> _DESCRIPTION OF THE TASK_
Beginning with the line that contains "# find one point" and ending with the last line of the records, write out each line exactly and omit the pictures.

(Excerpts from a dataset)
▼

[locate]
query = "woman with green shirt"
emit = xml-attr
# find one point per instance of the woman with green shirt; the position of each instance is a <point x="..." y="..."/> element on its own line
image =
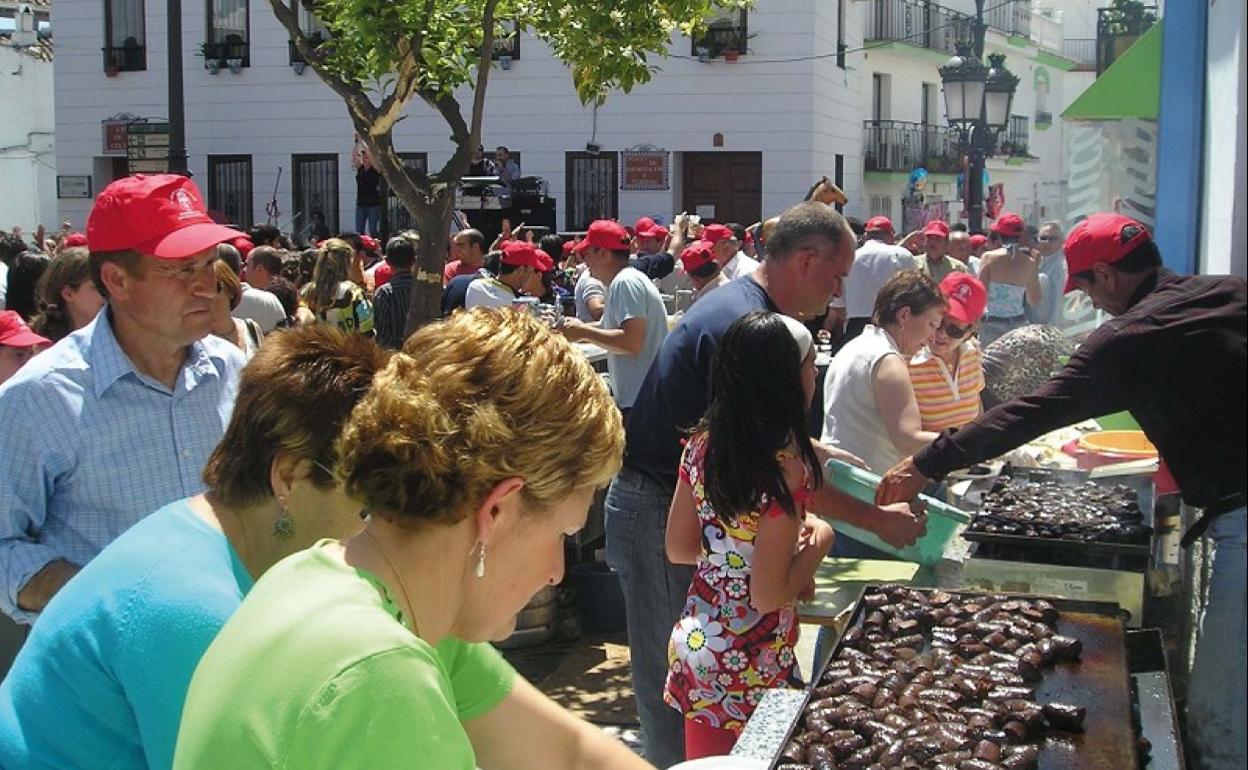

▲

> _FINISHED EXERCISE_
# find one point per instance of the woman with green shirt; the position of each instance is a <point x="..." y="..."/> element on its own line
image =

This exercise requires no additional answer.